◆ Material supplied:
----------------------------------------

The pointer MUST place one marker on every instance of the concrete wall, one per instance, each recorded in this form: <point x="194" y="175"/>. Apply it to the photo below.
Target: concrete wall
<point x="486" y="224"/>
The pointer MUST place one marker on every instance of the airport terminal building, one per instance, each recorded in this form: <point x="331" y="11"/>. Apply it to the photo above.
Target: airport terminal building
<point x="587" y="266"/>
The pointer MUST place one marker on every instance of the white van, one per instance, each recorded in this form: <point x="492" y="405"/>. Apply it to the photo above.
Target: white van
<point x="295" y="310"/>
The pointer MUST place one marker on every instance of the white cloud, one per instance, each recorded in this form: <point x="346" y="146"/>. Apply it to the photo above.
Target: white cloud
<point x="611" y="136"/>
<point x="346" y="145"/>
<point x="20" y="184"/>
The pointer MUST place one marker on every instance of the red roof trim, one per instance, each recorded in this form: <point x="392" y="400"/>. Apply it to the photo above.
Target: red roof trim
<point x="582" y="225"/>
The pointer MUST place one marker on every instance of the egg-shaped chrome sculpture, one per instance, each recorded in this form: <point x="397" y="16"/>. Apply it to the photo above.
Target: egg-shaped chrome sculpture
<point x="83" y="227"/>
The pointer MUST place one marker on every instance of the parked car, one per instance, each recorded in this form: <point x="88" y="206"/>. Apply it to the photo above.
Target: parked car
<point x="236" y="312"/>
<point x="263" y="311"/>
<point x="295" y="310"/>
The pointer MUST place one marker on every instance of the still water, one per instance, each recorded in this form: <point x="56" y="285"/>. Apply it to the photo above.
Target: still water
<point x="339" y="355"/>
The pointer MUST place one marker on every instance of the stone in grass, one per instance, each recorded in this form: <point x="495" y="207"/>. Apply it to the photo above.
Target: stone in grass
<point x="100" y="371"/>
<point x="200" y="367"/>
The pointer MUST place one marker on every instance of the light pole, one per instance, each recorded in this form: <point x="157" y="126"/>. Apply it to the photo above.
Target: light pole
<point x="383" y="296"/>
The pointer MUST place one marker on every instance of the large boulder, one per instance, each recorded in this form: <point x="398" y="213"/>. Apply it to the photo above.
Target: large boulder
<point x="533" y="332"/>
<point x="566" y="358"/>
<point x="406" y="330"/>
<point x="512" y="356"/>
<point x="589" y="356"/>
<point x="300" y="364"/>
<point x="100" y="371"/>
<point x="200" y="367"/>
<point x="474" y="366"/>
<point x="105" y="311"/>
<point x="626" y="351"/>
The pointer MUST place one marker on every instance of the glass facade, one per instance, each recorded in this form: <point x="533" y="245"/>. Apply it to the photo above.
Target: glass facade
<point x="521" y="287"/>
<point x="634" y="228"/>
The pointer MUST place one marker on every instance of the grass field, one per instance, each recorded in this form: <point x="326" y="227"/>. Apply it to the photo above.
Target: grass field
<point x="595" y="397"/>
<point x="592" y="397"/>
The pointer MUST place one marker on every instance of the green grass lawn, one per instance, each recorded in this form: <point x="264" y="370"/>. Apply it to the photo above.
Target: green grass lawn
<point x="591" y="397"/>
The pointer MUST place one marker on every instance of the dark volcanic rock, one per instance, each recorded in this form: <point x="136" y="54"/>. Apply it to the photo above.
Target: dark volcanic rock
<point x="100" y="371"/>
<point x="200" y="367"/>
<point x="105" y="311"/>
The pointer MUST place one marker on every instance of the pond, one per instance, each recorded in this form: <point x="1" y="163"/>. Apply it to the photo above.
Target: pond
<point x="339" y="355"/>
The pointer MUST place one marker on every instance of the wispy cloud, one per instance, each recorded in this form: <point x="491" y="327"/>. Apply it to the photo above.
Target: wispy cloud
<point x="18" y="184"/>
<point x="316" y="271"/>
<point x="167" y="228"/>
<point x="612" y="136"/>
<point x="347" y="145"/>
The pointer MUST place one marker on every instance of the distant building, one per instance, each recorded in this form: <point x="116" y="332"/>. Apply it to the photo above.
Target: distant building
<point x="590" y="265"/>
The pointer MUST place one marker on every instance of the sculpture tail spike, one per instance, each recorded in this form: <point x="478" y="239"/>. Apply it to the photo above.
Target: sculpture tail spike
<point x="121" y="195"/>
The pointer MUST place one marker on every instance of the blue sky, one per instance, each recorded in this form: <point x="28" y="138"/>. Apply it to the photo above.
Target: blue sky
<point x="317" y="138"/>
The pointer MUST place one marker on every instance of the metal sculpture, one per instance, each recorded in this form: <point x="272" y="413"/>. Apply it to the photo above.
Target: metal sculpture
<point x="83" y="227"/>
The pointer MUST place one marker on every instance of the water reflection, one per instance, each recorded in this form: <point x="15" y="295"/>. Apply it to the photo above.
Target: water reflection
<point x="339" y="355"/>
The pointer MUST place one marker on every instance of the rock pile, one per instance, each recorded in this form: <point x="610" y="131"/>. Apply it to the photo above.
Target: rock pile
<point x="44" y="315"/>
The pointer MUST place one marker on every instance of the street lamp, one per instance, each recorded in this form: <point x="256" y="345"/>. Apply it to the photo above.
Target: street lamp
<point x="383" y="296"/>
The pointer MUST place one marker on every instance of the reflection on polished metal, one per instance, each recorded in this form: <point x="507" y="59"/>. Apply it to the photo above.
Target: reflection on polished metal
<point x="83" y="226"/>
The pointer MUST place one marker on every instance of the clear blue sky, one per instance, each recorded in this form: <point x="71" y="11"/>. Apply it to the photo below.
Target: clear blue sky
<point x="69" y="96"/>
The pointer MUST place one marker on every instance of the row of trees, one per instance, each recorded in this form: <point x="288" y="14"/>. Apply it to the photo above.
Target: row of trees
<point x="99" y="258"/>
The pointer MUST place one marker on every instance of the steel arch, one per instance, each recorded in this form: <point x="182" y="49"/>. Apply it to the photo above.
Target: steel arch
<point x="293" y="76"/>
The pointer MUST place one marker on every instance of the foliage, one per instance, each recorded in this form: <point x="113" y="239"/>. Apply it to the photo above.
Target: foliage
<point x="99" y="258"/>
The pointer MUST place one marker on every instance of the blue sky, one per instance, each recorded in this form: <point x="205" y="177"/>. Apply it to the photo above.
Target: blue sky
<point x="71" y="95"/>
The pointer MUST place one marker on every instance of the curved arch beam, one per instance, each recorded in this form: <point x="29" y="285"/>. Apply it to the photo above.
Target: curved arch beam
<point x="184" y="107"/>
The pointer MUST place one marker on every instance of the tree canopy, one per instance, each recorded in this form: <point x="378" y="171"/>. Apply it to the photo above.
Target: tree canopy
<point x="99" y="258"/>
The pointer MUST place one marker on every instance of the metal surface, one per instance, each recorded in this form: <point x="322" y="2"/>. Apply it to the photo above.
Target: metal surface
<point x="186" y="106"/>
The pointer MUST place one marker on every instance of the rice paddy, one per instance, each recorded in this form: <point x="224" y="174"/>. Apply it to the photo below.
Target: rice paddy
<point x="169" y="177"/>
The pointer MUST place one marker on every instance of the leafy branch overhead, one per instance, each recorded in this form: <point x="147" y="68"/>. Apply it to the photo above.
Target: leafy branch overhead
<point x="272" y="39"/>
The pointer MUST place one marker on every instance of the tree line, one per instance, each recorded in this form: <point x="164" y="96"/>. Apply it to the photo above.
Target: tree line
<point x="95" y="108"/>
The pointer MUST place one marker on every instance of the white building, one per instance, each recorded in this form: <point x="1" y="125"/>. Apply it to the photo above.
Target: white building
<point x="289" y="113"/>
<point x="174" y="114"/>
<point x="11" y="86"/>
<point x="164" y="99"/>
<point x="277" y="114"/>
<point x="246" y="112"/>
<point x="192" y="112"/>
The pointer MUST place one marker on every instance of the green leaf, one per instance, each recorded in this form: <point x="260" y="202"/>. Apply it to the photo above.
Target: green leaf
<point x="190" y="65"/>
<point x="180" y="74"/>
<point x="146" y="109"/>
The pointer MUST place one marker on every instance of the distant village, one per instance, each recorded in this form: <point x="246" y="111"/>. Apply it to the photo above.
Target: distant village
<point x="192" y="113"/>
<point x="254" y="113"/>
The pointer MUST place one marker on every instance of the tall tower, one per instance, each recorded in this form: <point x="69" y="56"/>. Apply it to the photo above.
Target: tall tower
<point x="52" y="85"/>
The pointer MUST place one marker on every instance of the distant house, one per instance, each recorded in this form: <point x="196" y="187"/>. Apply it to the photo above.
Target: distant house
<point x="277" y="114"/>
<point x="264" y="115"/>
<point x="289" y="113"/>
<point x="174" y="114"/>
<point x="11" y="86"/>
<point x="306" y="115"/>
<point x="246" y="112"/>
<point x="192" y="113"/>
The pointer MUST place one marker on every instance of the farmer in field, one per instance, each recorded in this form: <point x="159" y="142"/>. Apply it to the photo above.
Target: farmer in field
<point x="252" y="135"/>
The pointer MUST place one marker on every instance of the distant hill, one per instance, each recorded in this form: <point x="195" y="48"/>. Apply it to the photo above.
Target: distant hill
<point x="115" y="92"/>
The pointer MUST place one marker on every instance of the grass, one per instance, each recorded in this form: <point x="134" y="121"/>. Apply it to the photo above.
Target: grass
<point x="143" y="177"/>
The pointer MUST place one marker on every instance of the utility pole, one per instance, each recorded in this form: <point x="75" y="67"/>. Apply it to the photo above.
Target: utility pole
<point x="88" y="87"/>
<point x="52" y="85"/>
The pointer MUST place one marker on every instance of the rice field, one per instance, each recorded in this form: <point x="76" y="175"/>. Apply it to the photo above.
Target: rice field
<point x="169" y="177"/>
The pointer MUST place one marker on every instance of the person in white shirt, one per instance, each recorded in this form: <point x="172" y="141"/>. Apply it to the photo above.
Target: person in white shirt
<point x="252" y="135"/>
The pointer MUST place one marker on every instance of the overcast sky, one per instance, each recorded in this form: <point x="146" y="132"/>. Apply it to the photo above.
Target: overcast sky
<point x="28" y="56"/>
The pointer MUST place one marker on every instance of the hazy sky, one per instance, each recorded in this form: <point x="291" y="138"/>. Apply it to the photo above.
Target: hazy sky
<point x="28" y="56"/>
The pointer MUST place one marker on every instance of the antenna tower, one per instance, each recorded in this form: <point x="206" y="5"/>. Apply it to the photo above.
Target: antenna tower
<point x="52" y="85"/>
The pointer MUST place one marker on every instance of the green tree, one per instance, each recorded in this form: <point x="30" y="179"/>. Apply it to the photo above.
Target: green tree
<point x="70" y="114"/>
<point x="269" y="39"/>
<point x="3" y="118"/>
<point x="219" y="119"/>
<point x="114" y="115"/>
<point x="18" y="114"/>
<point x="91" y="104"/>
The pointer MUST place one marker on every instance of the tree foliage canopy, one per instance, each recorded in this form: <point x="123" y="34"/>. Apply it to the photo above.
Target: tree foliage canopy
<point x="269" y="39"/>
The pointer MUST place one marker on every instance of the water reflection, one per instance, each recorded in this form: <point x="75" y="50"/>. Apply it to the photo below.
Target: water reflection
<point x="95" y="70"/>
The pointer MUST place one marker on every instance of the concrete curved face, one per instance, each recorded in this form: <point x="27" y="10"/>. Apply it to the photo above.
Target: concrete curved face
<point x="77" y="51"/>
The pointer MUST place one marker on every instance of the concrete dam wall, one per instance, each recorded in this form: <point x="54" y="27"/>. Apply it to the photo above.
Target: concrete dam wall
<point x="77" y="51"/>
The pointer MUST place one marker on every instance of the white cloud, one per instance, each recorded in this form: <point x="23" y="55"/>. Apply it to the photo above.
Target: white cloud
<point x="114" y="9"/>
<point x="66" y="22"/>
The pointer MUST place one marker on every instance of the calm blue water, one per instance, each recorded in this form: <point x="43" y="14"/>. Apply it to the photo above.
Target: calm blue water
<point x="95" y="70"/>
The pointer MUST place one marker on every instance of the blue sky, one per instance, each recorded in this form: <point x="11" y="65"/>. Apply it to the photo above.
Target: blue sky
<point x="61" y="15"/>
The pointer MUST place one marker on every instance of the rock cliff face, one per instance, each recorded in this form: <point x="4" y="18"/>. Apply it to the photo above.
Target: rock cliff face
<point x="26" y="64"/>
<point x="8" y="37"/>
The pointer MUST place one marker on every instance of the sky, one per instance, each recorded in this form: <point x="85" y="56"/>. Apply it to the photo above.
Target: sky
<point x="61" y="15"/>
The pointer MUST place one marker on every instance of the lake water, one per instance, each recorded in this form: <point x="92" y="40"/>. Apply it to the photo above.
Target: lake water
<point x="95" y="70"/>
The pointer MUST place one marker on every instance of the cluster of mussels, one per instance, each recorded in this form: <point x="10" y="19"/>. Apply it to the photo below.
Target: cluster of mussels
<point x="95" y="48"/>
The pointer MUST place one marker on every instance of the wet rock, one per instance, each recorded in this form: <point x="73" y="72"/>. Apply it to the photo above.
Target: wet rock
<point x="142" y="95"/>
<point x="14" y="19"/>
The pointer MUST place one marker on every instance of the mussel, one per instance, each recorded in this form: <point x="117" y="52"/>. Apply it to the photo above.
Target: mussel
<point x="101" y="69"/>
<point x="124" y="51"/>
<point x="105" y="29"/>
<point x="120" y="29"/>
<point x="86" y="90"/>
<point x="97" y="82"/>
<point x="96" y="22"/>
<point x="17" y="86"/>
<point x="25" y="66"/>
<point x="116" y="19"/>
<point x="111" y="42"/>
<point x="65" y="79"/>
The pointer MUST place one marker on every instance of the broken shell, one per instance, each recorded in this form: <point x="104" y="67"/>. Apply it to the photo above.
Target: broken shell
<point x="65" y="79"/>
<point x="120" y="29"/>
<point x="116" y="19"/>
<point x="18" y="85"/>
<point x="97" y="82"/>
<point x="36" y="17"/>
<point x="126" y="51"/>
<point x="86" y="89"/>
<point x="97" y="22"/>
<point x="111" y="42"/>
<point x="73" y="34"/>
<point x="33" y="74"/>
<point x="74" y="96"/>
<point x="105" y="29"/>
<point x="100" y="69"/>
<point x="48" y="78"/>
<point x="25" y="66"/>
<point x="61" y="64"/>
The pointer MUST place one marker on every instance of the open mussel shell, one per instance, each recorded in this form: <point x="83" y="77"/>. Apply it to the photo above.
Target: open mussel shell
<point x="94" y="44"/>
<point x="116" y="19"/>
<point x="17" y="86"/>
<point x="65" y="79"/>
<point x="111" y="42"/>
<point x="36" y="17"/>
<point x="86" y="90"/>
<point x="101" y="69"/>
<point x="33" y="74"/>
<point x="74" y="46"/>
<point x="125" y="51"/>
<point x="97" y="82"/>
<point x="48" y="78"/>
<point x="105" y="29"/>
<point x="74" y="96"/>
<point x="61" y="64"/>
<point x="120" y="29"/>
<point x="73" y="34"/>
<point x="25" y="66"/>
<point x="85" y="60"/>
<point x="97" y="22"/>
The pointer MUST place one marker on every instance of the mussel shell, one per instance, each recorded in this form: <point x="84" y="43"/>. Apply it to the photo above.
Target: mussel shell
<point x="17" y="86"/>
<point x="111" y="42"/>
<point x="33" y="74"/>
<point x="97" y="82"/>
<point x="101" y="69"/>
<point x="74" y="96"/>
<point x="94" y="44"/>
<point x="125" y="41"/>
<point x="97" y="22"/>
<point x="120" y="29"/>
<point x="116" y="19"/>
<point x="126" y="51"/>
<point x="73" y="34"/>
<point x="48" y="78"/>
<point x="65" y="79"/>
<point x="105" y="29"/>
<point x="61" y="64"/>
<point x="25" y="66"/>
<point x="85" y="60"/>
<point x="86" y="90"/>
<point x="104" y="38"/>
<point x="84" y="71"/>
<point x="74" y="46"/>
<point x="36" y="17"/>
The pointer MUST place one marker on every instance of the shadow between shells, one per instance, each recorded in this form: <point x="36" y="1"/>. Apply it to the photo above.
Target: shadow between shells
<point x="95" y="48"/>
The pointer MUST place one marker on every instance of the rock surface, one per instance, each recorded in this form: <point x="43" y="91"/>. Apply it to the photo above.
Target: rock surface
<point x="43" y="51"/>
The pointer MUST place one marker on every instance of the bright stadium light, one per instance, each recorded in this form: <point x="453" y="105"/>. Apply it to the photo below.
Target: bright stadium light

----------------------------------------

Rewrite the lines from the one with "rock surface, one" through the last line, replacing "Target" with "Label" and changing nothing else.

◆ Correct response:
The pointer MUST place one marker on every instance of the rock surface, one per instance, each recorded in this form: <point x="43" y="91"/>. Apply it to the photo above.
Label: rock surface
<point x="43" y="51"/>
The pointer MUST place one marker on every instance of the bright stadium light, one per instance, each recorded in this form: <point x="453" y="105"/>. Apply it to the photo below.
Label: bright stadium light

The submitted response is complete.